PROBLÈME POSÉ 1 -> Recopiez les entrées ci-dessous en remplaçant « black hoodie » par « gray hoodie », sans rien modifier d'autre.

EXTRAIT DU TEXTE ->

● ● ● ●

Enfin, concevoir le "devoir de mémoire" sous l’angle exclusif de la repentance est doublement suicidaire en ce sens qu’elle induit l’idée qu’un déterminisme tant idéologique, ethnique que génétique marquerait d’un sceau indélébile la peau des générations futures que rien ni personne ne pourrait jamais contredire, contrecarrer, démentir. En un mot, chaque enfant né d’un père ou d’une mère, d’un grand-père ou d’une grand-mère présumés avoir du sang sur les mains ou sur la conscience serait à son tour condamné à n’être dans sa vie future d’adulte qu’un traître ou un collabo, un antisémite ou un raciste, un bourreau ou un tortionnaire. Cette démarche de pensée est inacceptable parce qu’elle est par essence criminelle.
J’ai par exemple le souvenir d’un élève âgé de douze ans et scolarisé à l’époque en classe de 5ème qui avait vu et entendu peu de temps après les célébrations du 8 mai un documentaire apparemment orienté sur le rôle de l’Allemagne nazie dans la déportation de millions de Juifs. C’est alors que ce jeune adolescent revient sur le sujet et me dit d’une voix à l’évidence angoissée : " Mais nous on est Allemands dans ma famille et on n’a pas tué de Juifs. "
Dans ce genre de circonstances et malgré l’émotion qui peut devenir légitimement la vôtre, il ne faut pourtant rien en laisser paraître et ne se situer que dans l’explication didactique. En l’occurrence, il était à la fois indispensable évidemment de ne pas nier le passé de l’Allemagne nazie mais en même temps de savoir également expliquer à cet adolescent que les enfants nés au moment de la guerre n’étaient pas responsables de ces crimes d’une part, que tous les allemands d’autre part n’avaient pas non plus tous été des nazis contrairement à ce que laissent entendre parfois certains documentaires.

● ● ● ●

PROBLÈME POSÉ 2 -> D'après l'extrait, dans quelle classe l'élève de douze ans était-il scolarisé, s'il vous plaît ?

Données enregistrées:
● ● ● ●

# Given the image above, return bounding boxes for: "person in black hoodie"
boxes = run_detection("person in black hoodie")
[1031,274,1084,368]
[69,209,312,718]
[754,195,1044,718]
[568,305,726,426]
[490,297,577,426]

● ● ● ●

RÉPONSE À L'EXERCICE 1 ->
# Given the image above, return bounding boxes for: "person in gray hoodie"
boxes = run_detection("person in gray hoodie")
[1031,274,1084,368]
[69,209,312,718]
[754,195,1044,718]
[568,305,726,426]
[490,297,577,426]

RÉPONSE À L'EXERCICE 2 -> En classe de 5ème.